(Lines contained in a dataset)
** Begin **
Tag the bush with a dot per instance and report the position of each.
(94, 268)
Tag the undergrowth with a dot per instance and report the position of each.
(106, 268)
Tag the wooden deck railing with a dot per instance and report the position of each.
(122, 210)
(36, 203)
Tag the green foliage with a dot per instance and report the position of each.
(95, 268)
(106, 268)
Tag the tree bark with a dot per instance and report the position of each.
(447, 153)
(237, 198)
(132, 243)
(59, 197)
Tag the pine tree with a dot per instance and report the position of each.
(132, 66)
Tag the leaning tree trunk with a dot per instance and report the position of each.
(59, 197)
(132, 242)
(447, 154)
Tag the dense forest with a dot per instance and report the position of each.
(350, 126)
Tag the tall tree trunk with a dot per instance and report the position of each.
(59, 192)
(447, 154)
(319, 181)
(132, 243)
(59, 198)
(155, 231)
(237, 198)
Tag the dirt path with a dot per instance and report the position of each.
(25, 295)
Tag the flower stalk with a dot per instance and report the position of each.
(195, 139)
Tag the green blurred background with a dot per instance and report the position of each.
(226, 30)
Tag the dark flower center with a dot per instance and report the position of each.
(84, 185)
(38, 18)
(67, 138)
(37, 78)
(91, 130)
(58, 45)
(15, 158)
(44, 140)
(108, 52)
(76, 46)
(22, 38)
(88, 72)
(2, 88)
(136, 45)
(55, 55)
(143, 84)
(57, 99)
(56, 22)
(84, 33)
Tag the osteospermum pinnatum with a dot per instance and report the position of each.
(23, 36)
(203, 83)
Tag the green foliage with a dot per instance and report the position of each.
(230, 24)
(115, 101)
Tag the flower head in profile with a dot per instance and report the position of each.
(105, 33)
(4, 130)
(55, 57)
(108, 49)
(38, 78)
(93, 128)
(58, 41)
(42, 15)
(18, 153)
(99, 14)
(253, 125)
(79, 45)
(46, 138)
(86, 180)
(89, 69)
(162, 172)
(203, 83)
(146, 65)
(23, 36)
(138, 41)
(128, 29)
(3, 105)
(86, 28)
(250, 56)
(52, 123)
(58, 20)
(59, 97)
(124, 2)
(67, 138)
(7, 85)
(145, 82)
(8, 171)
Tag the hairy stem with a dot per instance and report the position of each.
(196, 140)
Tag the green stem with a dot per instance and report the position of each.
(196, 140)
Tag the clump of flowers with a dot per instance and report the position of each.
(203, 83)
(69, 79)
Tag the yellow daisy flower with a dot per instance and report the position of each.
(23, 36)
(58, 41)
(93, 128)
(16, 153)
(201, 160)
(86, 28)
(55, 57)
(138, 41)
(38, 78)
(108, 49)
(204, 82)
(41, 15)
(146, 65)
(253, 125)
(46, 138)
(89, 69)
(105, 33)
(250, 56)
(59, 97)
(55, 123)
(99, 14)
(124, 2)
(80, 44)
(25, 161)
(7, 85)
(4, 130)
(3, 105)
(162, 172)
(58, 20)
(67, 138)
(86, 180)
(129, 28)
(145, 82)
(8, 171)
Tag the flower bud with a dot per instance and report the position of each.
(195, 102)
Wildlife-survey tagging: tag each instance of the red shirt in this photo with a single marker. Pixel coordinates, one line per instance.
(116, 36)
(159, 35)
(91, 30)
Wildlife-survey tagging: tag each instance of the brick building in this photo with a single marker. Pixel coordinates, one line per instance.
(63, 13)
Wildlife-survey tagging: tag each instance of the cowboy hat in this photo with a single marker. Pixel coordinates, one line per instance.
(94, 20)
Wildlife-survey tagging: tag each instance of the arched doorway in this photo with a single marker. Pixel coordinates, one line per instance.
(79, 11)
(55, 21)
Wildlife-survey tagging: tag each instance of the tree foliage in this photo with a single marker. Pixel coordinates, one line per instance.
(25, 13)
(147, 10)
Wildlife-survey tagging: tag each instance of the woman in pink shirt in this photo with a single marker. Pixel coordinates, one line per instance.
** End **
• _PROMPT_: Switch "report the position of each" to "give the location of each" everywhere it appears in the lines, and leave everything else the same.

• _WRITTEN RESPONSE_:
Tag the bush with a dot per instance and give the location of each.
(94, 268)
Tag the undergrowth with a dot per instance and give the location of each.
(106, 268)
Tag the wooden deck railing with a dot per instance and give the location of each.
(122, 210)
(36, 203)
Tag the green foliage with a dot per instance and give the location of each.
(95, 268)
(106, 268)
Tag the tree bark with a dot per instance and give the location of each.
(447, 153)
(237, 198)
(132, 243)
(59, 197)
Tag the pine tree with a dot per instance and give the location of each.
(132, 66)
Tag the leaning tree trunk with a dot per instance and give the location of each.
(59, 197)
(132, 242)
(447, 154)
Tag the dense forest with a dot per instance and give the location of each.
(350, 126)
Tag the tall tree trunk with a dot per instance and give the location of each.
(59, 192)
(447, 154)
(319, 181)
(132, 243)
(59, 198)
(155, 231)
(237, 198)
Tag the dirt path with a dot per instance and give the location of each.
(25, 295)
Tag the flower stalk with a dot per instance and give the location of each.
(195, 139)
Tag the green blurred background with a dot per instance and give the location of each.
(226, 30)
Tag the dark flower center with a dot per instance and give the location of each.
(84, 185)
(38, 18)
(67, 138)
(37, 78)
(91, 130)
(58, 45)
(15, 158)
(44, 140)
(108, 52)
(76, 46)
(22, 38)
(88, 72)
(2, 88)
(136, 45)
(55, 55)
(143, 84)
(57, 99)
(56, 22)
(84, 33)
Tag the osteospermum pinnatum with a dot per instance and give the location of each.
(23, 36)
(203, 83)
Tag the green foliage with a dot per instance and give the location of each.
(230, 24)
(115, 101)
Tag the flower head in profile with a dot per instance and give the location of each.
(105, 33)
(4, 130)
(55, 57)
(108, 49)
(38, 78)
(93, 128)
(58, 41)
(42, 15)
(18, 153)
(99, 14)
(253, 125)
(79, 45)
(46, 138)
(86, 180)
(89, 69)
(162, 172)
(203, 83)
(146, 65)
(23, 36)
(138, 41)
(128, 29)
(3, 105)
(86, 28)
(250, 56)
(52, 123)
(58, 20)
(59, 97)
(124, 2)
(67, 138)
(7, 85)
(145, 82)
(8, 171)
Tag the hairy stem with a dot per instance and give the location of each.
(196, 140)
Tag the green stem with a dot per instance and give the location of each.
(196, 140)
Tag the clump of flowers with a dot per instance and give the location of each.
(203, 83)
(69, 79)
Tag the yellow daisy flower with a dot per instance and give the location of each.
(23, 36)
(58, 41)
(93, 128)
(16, 153)
(201, 160)
(86, 28)
(55, 57)
(138, 41)
(38, 78)
(108, 49)
(204, 82)
(41, 15)
(146, 65)
(253, 125)
(46, 138)
(89, 69)
(105, 33)
(250, 56)
(59, 97)
(55, 123)
(99, 14)
(124, 2)
(80, 44)
(25, 161)
(7, 85)
(4, 130)
(3, 105)
(162, 172)
(58, 20)
(67, 138)
(86, 180)
(129, 28)
(145, 82)
(8, 171)
Tag the flower bud with a dot per instance and give the location of each.
(195, 102)
Wildlife-survey tagging: tag each instance of the red shirt in this photo with a single marker. Pixel coordinates, one line per instance.
(116, 36)
(159, 35)
(91, 30)
Wildlife-survey tagging: tag each instance of the brick building in this photo with a single marker. Pixel coordinates, one line per instance.
(63, 13)
Wildlife-survey tagging: tag each instance of the cowboy hat in this photo with a single marker. Pixel coordinates, one line per instance.
(94, 20)
Wildlife-survey tagging: tag each instance of the arched doorway in this photo with a single marker. Pixel coordinates, one line per instance.
(79, 11)
(55, 21)
Wildlife-survey tagging: tag each instance of the tree foliage in this photo with a single marker. Pixel coordinates, one line per instance.
(25, 13)
(147, 10)
Wildlife-survey tagging: tag each instance of the woman in pink shirt in this photo with a single marker. Pixel coordinates, one line per instance.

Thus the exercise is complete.